*作業の指示*.
次の1.〜3.が引用文の内容と合っているかを、それぞれ「はい」か「いいえ」で答え、判断の根拠となる引用文の言葉をそのまま抜き出して添えてください。
1. 被告人は、社会保険診療収入に対する自由診療収入の比率として、昭和四四年分に二〇%を申告した。
2. 本年一月の新年会には、川口税務署の担当職員は出席しなかった。
3. 被告人の事件は、昭和四七年一月二〇日に被告人の写真入りで新聞に掲載された。

*引用文*.
被告人の本件所得税法違反被告事件が発覚された後にも右説明会は引続いて行なわれ、本年一月の新年会は草加市の八百梅という料亭で催されたところ、川口税務署の担当職員二名が出席し、確定申告に関する行政指導が例年とおり行なわれた。

(一) 歯科医師の確定申告

埼玉県歯科医師会所属会員も同様と考えられるところであるが、草加支部所属会員は前記説明会等で川口税務署担当職員から示唆された社会保険診療収入に対する自由診療収入の平均的申告実績比率を基準にし、その申告者の経営規模を斟酌し、その所得の申告をなしている。

歯科医師は概して経理を不得手とし、帳簿組織の整備に無関心なうえ、専任の経理事務員を置く者が少なく、その所得税の申告を重荷に感じて居り、川口税務署担当職員により知つた自由診療収入の算出基準によると、その所得の計算は極めて簡略化され、経理の繁雑さも回避することができる。(社会保険診療収入に一定の比率を乗じ、自由診療収入を算出することができる。)

(二) 被告人の確定申告

被告人は草加支部で開かれた川口税務署担当職員の出席した説明会には毎回出席している。

昭和四三年分確定申告の説明会では社会保険診療収入に対する自由診療収入の平均的申告比率は一五%、同四四年分は二〇%といわれたところ、被告人は自己の医院の経営規模を斟酌し、昭和四四年分は二〇%、同四五年分は二五%をそれぞれ申告している。

経費については、確定申告用紙を空欄として担当職員に提出すると該職員が相当額を記載している実状である。

これを要するに被告人の本件所得税の確定申告は所轄川口税務署担当職員の行政指導に基いてなされたところ、その結果において本件判決を受けるに至つたのであるが、本判決はその免税額の多寡はあつても、その理由は他の歯科医師にも当てはまるものと言わなければならない。

しかるに、被告人のみ関東信越国税局からその取調べを受け、終に起訴され、本件判決を受けるに至つたのであるが、右事情は被告人の本件処断に当り、充分斟酌せられるべきであつたと思料する。

三、被告人の受けた制裁について

被告人は本件所得税違反事件につき、原審で判決の言渡を受ける以前に社会的、経済的、精神的に深刻な制裁を受けて居り、このうえ、被告人に対し、本件被告事件につき懲役四月、罰金五百万円の判決は、懲役刑につき二年間の執行猶予が付されていてもなお、右判決を全体的に見るとき刑の量定不当にして破毀を免れないものと思料する。

(一) 社会的制裁

被告人の本件所得税法違反被疑事件は昭和四七年一月二〇日に、朝日、毎日、読売、サンケイ及び埼玉新聞など東京及び埼玉県内の有力紙に被告人の写真入りで大々的に掲載され、被告人の悪名は東京は言うに及ばず草加市に普く周知徹底され、多年苦心の結果築いた被告人の歯科医師としての信用と声望は一挙にして崩壊するに至つた。

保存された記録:
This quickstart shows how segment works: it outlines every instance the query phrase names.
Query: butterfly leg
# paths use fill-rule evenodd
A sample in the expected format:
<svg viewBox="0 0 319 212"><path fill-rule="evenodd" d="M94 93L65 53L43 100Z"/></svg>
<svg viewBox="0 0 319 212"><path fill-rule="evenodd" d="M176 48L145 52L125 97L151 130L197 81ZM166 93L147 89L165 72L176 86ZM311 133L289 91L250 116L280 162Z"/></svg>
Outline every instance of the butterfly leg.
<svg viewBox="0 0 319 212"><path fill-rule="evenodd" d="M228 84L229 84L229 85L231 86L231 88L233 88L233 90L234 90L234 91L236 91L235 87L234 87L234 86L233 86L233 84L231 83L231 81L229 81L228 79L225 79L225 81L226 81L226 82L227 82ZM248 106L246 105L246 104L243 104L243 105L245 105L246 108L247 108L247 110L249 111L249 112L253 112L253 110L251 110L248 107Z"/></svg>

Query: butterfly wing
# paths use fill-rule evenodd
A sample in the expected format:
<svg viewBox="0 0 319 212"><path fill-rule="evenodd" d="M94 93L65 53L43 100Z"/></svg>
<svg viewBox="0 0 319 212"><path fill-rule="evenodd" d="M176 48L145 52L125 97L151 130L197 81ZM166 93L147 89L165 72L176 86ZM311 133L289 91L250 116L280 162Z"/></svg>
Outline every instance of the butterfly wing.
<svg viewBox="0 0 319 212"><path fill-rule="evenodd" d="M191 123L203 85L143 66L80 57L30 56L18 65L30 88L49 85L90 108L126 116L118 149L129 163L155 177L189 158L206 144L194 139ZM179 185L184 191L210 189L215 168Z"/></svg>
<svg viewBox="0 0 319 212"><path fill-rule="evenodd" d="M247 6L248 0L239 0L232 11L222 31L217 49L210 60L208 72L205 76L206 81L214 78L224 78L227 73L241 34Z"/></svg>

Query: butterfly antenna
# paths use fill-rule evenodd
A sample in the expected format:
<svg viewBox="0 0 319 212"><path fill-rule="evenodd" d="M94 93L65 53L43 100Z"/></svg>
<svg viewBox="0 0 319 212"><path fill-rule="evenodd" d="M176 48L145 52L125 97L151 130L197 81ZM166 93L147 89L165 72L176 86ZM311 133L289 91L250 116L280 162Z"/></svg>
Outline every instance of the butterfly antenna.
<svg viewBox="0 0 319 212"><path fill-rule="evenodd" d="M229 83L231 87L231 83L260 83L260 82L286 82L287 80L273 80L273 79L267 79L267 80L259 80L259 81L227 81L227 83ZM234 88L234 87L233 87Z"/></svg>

*解答*.
1. はい。「被告人は自己の医院の経営規模を斟酌し、昭和四四年分は二〇%、同四五年分は二五%をそれぞれ申告している。」
2. いいえ。「川口税務署の担当職員二名が出席し」
3. はい。「昭和四七年一月二〇日に、朝日、毎日、読売、サンケイ及び埼玉新聞など東京及び埼玉県内の有力紙に被告人の写真入りで大々的に掲載され」